— Start Records for this exercise —
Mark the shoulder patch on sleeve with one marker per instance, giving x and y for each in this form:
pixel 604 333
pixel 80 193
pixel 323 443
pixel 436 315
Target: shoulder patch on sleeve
— End Records for this exercise —
§ **Your instructions**
Pull every line from the items above and reproduce each one verbatim.

§ **Final answer**
Mark the shoulder patch on sleeve with one marker per instance, giving x and y for each in this form:
pixel 604 333
pixel 80 193
pixel 323 443
pixel 436 315
Target: shoulder patch on sleeve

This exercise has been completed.